**PASSAGE PROVIDED**
Knee replacement surgery is one of the world’s most common orthopedic procedures, but the implants don’t last forever. They can wear out, loosen or just fail to meet patient expectations and require revision surgery. A new self-powered, load-sensing smart implant could help reduce the required number of ‘revision’ operations significantly.
An international research team, including Ryan Willing from Western University, has developed a novel technique that harnesses friction from an individual’s own movements to charge smart knee implants.
The concept of using smart implants is growing ever-more popular, with the promise that they could provide essential analytics to surgeons, therapists and physical trainers related to the behavior of their knee during recovery, while ensuring enriched, lifelong mobility moving forward. This is especially important as knee replacement surgeries are being offered to younger, more active individuals. Currently, load-sensing implants are used in a research setting, or as a temporary aid during surgery but there is a major problem. Currently, most smart implants need either a battery or an external power source to charge them, so continuous and long-term monitoring is not possible.

**WORK TO COMPLETE**
Reproduce word for word the part of the knee implant passage from "Knee replacement surgery" up to and including "smart knee implants.". The lines after the knee implant passage have no role in this exercise.

**COLLECTED DATA**
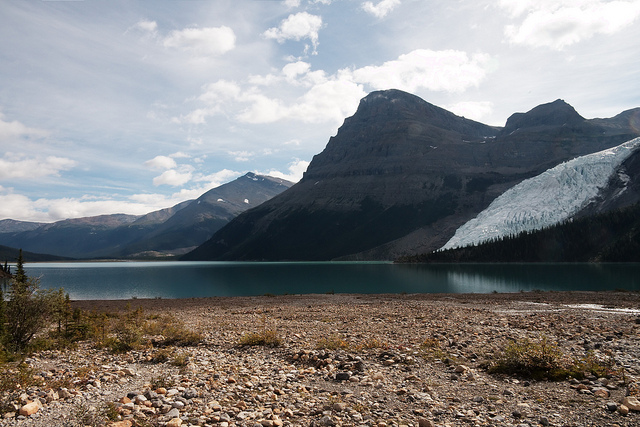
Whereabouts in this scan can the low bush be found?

**ANSWER TO THIS PROBLEM**
Knee replacement surgery is one of the world’s most common orthopedic procedures, but the implants don’t last forever. They can wear out, loosen or just fail to meet patient expectations and require revision surgery. A new self-powered, load-sensing smart implant could help reduce the required number of ‘revision’ operations significantly.
An international research team, including Ryan Willing from Western University, has developed a novel technique that harnesses friction from an individual’s own movements to charge smart knee implants.